** Opening Text provided block **
Deseret Foundation to Set up State-of-the-Art Eye Hospital in Pakistan
A Pakistan Link Report

Dr. William Jackson and wife
Mr. and Mrs. Gary Sabin

Thanks to the concern and enterprise of two Americans - Dr. William Jackson and Gary Sabin – and their close association with an unassuming but zestful Pakistani-American – Saghir Aslam - a state-of-the-art eye hospital is being established in the northern parts of Pakistan.
The plans for the clinic have been finalized and civil construction is expected to start shortly at Chanan, which lies between Lahore and Islamabad close to Kharian. The eye hospital is scheduled to be operational sometime in the year 2008.
This was disclosed by Dr William Jackson and Mr. Gary Sabin in separate interviews with Pakistan Link. Both recounted their meetings with Mr. Saghir Aslam and spoke highly of his earnest efforts to better the lot of the underprivileged segments of Pakistan society. Both Jackson and Sabin have been to the earthquake ravaged areas in Pakistan and have met Aslam there to gain familiarity with the Saba Trust he founded. Pakistan is in the cataract belt and Jackson and Sabin rightly felt the pressing necessity of establishing the hospital. Of course, they “tested the waters,” as Dr Jackson put it, and as soon as “we developed a common bond” with Aslam “we decided to launch the project.”
The money for the hospital “is in the bank” and a “perfect set-up” has been worked out with Aslam and Dr Usman, a Pakistani doctor stationed in Chanan who would supervise the hospital in Pakistan, Jackson explained.
Under the setup, funds for the hospital will be provided by Jackson’s Mabuhay Deseret Foundation which has established similar facilities in 17 countries of the world. Aslam and his Saba Trust and Dr Usman will arrange the services of local doctors. The arrangement has worked in several countries and there are indications it would work admirably in Pakistan too. Pakistani doctors have vividly demonstrated their expertise in various areas and eye care is certainly one of them.
** Closing Text provided block **
** Opening Dataset entries block **
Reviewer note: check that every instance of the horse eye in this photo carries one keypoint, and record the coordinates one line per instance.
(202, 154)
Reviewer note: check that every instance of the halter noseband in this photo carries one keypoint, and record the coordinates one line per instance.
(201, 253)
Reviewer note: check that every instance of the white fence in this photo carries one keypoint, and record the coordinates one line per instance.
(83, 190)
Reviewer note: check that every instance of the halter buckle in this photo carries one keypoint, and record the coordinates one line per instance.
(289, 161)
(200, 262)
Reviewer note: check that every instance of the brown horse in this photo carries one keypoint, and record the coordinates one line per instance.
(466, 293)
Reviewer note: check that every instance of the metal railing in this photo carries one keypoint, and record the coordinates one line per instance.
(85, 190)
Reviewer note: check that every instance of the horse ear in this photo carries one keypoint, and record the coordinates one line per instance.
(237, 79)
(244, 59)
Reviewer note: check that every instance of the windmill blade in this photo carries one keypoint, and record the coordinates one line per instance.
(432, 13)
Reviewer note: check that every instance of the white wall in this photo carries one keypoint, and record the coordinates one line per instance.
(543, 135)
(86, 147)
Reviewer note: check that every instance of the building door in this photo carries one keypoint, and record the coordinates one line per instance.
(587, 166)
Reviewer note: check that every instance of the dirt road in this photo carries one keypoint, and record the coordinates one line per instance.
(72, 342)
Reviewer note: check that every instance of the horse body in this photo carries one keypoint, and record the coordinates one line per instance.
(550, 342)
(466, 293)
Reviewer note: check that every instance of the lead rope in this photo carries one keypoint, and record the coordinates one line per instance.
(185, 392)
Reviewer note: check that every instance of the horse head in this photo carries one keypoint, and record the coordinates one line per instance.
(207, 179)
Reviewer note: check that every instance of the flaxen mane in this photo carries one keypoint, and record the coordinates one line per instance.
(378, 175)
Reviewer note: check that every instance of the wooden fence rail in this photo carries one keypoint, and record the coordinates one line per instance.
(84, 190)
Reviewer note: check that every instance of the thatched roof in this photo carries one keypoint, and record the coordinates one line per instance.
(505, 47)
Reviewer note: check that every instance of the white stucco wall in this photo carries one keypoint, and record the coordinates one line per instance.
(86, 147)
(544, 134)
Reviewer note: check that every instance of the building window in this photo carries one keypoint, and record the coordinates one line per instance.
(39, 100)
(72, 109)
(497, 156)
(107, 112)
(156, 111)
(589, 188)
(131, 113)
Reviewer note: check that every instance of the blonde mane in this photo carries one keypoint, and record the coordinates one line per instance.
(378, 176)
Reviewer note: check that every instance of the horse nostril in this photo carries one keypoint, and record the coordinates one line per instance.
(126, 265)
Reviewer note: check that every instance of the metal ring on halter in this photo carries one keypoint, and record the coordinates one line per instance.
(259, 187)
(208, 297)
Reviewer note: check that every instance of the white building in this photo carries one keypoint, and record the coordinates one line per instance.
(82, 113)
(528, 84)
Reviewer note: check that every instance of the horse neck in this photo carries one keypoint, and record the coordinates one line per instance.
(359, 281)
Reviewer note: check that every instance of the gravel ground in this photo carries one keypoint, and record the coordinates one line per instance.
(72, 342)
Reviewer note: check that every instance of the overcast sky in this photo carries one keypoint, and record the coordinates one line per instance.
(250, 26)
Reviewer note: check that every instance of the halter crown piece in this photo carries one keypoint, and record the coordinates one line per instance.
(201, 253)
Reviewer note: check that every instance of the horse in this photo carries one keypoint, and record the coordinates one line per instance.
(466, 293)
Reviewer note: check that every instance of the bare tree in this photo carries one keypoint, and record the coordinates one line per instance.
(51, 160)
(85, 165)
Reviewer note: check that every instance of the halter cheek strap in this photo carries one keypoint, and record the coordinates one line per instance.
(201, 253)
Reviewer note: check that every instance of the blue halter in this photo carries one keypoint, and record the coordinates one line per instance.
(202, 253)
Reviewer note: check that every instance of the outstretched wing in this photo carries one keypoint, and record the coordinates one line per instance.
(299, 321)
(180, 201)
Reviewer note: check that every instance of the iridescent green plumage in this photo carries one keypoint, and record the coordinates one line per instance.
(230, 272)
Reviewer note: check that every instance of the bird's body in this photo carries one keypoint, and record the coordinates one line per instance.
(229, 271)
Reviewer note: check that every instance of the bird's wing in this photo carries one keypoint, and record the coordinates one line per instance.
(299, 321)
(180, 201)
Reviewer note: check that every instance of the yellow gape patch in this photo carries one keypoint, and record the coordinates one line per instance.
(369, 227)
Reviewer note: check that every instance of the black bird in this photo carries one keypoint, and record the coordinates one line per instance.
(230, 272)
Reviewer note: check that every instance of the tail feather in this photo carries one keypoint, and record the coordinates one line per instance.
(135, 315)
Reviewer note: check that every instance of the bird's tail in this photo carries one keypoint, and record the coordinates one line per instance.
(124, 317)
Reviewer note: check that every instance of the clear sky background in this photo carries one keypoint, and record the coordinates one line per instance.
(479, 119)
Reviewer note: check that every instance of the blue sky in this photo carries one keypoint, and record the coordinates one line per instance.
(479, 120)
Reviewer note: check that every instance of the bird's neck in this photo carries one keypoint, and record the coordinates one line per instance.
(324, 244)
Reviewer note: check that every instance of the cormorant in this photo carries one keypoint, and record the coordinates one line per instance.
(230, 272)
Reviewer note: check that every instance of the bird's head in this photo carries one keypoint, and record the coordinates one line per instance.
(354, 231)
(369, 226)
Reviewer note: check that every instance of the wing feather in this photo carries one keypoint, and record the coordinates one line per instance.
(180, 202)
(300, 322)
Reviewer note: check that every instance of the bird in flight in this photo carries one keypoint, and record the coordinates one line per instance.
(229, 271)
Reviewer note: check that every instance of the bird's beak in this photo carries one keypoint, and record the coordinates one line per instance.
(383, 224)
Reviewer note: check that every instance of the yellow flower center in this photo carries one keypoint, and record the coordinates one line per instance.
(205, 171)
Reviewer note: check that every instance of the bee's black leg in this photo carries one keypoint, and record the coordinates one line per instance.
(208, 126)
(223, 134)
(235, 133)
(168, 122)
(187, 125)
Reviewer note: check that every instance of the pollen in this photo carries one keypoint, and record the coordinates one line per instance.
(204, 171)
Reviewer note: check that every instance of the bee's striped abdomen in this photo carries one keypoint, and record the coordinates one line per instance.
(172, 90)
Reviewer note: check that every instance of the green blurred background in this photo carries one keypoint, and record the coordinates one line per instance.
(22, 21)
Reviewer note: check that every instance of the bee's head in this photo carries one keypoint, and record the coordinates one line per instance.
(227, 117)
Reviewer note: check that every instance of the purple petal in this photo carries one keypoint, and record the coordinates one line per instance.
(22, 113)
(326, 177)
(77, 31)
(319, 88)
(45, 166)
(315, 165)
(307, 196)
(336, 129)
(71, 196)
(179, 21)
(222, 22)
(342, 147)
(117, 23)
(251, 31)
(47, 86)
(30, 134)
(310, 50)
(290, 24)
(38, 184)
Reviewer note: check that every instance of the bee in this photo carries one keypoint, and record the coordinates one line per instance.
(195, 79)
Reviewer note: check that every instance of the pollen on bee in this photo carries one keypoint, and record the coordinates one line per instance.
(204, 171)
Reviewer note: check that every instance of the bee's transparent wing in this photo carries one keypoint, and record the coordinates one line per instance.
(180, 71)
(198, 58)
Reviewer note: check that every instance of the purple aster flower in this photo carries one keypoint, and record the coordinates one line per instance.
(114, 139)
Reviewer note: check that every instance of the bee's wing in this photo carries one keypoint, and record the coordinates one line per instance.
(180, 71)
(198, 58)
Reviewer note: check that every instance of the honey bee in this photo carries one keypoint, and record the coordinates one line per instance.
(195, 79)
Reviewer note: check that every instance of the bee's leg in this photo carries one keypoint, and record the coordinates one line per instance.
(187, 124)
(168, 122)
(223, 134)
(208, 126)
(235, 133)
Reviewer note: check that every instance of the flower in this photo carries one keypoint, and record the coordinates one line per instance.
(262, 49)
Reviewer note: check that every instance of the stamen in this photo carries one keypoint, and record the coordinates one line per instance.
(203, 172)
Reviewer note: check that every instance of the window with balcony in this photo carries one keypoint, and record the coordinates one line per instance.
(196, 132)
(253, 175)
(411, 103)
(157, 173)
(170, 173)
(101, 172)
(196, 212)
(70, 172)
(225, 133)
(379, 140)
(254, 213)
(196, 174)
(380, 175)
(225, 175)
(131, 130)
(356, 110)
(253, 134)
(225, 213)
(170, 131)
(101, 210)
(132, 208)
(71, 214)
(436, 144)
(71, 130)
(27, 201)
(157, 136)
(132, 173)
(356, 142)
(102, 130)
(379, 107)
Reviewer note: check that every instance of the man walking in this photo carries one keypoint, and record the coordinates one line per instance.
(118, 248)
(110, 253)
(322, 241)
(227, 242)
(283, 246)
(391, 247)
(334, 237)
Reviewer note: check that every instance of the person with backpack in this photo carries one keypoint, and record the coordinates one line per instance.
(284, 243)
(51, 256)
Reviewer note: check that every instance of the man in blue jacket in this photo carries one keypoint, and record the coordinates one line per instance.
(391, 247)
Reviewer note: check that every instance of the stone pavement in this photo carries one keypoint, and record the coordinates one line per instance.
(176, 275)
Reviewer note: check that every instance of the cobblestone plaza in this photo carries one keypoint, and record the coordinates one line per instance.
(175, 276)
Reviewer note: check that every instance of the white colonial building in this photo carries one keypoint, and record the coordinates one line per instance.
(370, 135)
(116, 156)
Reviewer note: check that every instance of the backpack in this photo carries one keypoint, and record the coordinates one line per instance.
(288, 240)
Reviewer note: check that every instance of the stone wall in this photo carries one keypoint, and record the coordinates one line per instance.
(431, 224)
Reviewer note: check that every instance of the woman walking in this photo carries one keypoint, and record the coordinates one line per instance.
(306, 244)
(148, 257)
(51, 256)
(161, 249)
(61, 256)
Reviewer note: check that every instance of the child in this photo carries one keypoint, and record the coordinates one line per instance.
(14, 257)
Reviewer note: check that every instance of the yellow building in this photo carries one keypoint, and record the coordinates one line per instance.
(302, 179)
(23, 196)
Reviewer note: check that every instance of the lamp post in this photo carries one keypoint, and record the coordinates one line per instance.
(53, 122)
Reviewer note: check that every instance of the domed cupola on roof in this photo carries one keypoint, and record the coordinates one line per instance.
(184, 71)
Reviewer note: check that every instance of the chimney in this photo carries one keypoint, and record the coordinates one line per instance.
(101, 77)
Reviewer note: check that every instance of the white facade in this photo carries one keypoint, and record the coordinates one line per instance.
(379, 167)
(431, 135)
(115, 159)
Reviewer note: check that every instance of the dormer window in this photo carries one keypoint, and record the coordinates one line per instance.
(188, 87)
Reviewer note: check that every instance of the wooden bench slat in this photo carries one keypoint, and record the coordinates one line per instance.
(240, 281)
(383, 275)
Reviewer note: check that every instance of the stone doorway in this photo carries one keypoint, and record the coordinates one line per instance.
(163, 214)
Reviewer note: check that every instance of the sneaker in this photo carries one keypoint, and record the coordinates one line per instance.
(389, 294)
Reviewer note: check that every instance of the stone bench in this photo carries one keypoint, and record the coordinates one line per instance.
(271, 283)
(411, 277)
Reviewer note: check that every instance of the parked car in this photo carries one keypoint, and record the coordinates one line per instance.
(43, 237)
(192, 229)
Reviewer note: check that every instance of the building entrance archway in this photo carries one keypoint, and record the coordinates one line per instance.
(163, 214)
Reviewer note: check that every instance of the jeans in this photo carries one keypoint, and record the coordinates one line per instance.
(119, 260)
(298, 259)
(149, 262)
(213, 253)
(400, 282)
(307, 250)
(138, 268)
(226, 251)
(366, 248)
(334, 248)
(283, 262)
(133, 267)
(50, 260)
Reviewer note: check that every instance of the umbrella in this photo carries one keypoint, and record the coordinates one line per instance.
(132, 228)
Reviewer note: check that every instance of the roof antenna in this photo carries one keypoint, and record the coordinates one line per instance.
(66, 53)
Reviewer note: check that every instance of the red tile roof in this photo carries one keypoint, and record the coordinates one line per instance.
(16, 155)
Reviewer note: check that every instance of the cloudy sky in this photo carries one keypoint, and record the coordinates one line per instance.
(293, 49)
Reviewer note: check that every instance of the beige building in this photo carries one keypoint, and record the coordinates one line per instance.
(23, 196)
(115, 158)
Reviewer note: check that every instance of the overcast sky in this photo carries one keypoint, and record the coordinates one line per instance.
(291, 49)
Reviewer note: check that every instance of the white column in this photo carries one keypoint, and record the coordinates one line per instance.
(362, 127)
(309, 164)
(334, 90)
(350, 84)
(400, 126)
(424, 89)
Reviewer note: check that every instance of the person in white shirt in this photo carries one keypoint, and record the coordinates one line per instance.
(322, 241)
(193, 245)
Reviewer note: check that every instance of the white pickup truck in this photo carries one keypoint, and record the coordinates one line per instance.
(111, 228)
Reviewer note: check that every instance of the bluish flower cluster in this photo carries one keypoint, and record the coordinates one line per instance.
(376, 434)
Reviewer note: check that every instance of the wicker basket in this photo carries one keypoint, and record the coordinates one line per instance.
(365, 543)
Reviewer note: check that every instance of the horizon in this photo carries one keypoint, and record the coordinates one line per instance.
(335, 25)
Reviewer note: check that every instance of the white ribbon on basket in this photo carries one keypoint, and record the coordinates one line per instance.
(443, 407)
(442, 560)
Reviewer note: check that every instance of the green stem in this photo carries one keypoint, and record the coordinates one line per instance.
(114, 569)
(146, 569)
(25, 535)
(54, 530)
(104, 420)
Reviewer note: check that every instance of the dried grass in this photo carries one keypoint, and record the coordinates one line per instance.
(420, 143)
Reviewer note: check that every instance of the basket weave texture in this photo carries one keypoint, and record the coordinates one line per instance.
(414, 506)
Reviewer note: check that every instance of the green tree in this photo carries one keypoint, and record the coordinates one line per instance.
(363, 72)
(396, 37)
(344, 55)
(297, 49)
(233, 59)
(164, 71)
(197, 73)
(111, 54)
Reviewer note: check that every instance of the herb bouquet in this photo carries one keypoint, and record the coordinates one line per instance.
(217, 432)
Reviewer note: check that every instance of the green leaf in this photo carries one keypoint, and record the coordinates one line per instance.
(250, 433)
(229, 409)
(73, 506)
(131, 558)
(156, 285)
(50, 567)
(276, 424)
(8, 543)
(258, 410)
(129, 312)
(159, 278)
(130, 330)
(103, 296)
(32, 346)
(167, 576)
** Closing Dataset entries block **
» Required actions
1) Where will the eye hospital be built, according to the eye hospital report?
2) Which towns and cities in Pakistan does the eye hospital report name?
3) Carry on the eye hospital report from where it stops.

» Answers to each task
1) At Chanan, which lies between Lahore and Islamabad close to Kharian.

2) Chanan, Lahore, Islamabad, Kharian

3)
A Pakistani patient receives treatment in the earthquake ravaged area

The Mabuhay Deseret Foundation has an interesting beginning. During 1986-1989, Dr. William Jackson and his wife Audrey presided over a mission for the Church of Jesus Christ of Latter-day Saints in the Philippines. They were shocked at the number of children suffering from terrible disfiguring disabilities. On returning to the United States, Dr. Jackson met others who had similar experiences in Third World countries. The feeling was unanimous: the program in the Philippines could be duplicated in other countries. American doctors indicated a willingness to donate their time to train local doctors in the skills that they would need for the specialized care of these people. Over the years, The Mabuhay Deseret Foundation expanded into more than 20 countries and adopted the name of Deseret International Foundation.
How the proposal for establishing the hospital in Pakistan crystallized is another interesting story. Saghir Aslam recounts: “I met Dr. Jackson through another friend of ours, Tom Thorkelson. After I gave him a brief history of the Saba Trust he donated 500 eye lenses. At that time I was working with the Railway Hospital which basically helps poor people. We requested Dr. Jackson to provide some equipment which he readily did. He continued to provide eye lenses. He also sent us more equipment with the result that doctors from the Railway Hospital and Islamic Trust were able to travel in an ambulance donated by Dr. Jackson's church. The ambulance served as a mobile clinic for performing operations in hospitals. As of today we have covered hundreds of villages in different parts of NWFP, Azad Kashmir, Punjab, and Sindh. With Allah's blessings we have performed over 260,000 eye surgeries and the people operated upon can see without eye glasses.
“During my recent trip to Pakistan, Dr. Jackson met me again with another Board member Gary Sabin who in many ways is the Safi Qureshey of his community. Sabin supports many of Dr. Jackson's programs. We spent some time together in Pakistan. They both visited Saba Trust headquarter and they also went and saw other Saba Trust activities. They were extremely impressed.”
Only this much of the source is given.